== WHAT IS REQUIRED ==
Can you rewrite the material below, swapping every "boxwood shrub" for "boxwood bush" and leaving everything else unchanged?

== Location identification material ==
##########
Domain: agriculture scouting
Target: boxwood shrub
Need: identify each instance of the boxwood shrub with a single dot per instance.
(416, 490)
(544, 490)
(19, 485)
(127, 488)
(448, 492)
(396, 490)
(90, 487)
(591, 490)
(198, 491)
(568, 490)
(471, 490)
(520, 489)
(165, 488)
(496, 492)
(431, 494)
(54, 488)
##########
== EXERCISE ANSWER ==
Domain: agriculture scouting
Target: boxwood bush
Need: identify each instance of the boxwood bush with a single dot per instance.
(416, 490)
(544, 490)
(19, 485)
(127, 488)
(448, 492)
(396, 490)
(90, 487)
(591, 490)
(198, 491)
(568, 490)
(471, 490)
(520, 489)
(165, 488)
(496, 492)
(431, 494)
(54, 488)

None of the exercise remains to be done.